Begin Dataset

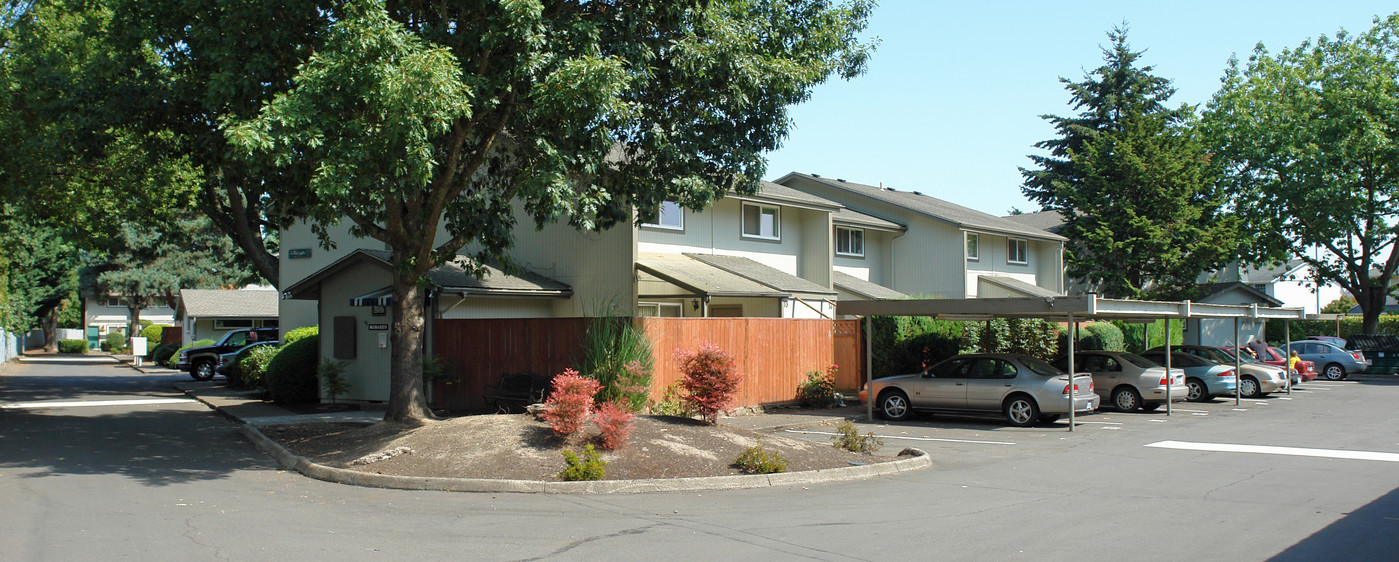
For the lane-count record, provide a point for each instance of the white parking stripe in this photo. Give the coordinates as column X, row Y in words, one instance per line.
column 907, row 438
column 79, row 404
column 1262, row 449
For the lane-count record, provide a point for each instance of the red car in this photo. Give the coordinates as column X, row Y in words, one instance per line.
column 1276, row 357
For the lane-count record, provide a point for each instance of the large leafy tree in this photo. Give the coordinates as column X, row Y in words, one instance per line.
column 101, row 91
column 423, row 115
column 1311, row 155
column 41, row 274
column 150, row 266
column 1133, row 182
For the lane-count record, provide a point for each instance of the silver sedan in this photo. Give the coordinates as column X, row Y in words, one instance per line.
column 1023, row 389
column 1129, row 380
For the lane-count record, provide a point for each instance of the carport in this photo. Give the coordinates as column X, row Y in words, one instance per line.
column 1065, row 309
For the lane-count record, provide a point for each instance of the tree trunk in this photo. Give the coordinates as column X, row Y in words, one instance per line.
column 407, row 401
column 49, row 323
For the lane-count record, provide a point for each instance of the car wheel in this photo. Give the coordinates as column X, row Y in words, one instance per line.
column 1248, row 387
column 1126, row 399
column 203, row 371
column 1333, row 372
column 1196, row 392
column 1021, row 411
column 893, row 406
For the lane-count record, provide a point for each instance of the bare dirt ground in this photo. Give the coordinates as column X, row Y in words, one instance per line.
column 516, row 446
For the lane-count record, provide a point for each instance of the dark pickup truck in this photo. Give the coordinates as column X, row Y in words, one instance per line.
column 202, row 362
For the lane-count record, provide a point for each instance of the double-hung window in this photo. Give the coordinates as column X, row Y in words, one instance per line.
column 1016, row 250
column 849, row 242
column 670, row 215
column 761, row 221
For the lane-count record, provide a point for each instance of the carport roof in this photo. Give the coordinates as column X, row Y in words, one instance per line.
column 1061, row 308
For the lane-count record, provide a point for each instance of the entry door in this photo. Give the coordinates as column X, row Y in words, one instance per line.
column 991, row 379
column 945, row 386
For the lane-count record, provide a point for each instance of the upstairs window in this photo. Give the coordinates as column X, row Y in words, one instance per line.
column 849, row 242
column 761, row 221
column 670, row 215
column 1016, row 250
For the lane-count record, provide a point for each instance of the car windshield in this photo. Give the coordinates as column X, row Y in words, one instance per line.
column 1040, row 366
column 1138, row 359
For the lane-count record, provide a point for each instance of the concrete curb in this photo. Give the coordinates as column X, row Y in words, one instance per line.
column 917, row 459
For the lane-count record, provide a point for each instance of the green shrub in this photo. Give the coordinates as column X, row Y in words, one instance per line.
column 819, row 389
column 300, row 333
column 757, row 460
column 115, row 341
column 1033, row 337
column 252, row 368
column 291, row 373
column 72, row 346
column 619, row 357
column 162, row 352
column 1101, row 336
column 153, row 334
column 591, row 467
column 851, row 439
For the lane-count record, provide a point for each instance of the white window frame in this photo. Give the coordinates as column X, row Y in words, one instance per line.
column 852, row 235
column 658, row 221
column 1017, row 246
column 224, row 323
column 777, row 222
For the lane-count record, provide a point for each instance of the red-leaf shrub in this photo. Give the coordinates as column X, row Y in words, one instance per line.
column 711, row 379
column 571, row 401
column 614, row 421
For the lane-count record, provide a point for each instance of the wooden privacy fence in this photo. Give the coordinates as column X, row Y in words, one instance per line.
column 772, row 354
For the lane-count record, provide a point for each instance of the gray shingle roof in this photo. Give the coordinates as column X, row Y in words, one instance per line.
column 933, row 207
column 1051, row 221
column 764, row 274
column 228, row 304
column 863, row 288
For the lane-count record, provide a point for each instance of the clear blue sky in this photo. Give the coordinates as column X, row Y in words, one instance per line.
column 950, row 104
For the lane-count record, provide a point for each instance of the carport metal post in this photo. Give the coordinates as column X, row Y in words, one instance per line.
column 1238, row 378
column 1287, row 354
column 1073, row 385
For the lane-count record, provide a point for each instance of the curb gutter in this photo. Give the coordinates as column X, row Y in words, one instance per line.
column 910, row 460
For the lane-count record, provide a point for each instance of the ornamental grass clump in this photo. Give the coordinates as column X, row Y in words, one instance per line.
column 711, row 380
column 571, row 401
column 589, row 467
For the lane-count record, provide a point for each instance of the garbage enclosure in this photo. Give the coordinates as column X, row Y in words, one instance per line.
column 1382, row 351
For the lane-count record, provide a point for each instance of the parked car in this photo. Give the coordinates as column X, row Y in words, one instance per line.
column 1128, row 380
column 1277, row 357
column 1255, row 379
column 1023, row 389
column 202, row 362
column 1333, row 340
column 227, row 359
column 1335, row 362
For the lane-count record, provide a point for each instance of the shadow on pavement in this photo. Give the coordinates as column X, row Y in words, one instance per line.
column 157, row 446
column 1368, row 533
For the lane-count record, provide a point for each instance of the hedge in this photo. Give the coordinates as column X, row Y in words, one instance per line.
column 291, row 373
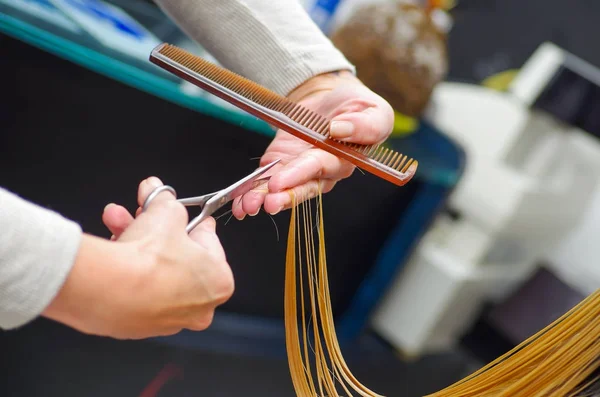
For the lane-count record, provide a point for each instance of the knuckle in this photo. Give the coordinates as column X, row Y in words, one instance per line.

End Dataset

**Problem requirements**:
Arrange the lines above, from the one containing "of the gray" through the one containing "column 589, row 467", inclusive, as a numbered list. Omit any blank lines.

**The response**:
1. For the lane-count record, provide a point for each instance of the gray shingle roof in this photo. Give the coordinates as column X, row Y in words, one instance per line.
2. column 933, row 207
3. column 1051, row 221
4. column 764, row 274
5. column 228, row 304
6. column 863, row 288
7. For the lane-count record, provide a point for each instance of the clear blue sky in this photo. Give the coordinates as column X, row Y in words, one instance per line.
8. column 950, row 104
9. For the lane-count record, provide a point for each instance of the carport metal post in this photo. Give the coordinates as column X, row Y in words, one instance per line.
10. column 1238, row 378
11. column 1287, row 354
12. column 1073, row 385
13. For the lane-count record, provide a point for each instance of the curb gutter in this photo. Give the coordinates as column X, row Y in words, one instance per line.
14. column 910, row 460
15. For the lane-count record, provide a point for each instance of the ornamental grass clump in this photo. Give the coordinates as column X, row Y in words, one instance per line.
16. column 711, row 380
17. column 571, row 401
18. column 589, row 467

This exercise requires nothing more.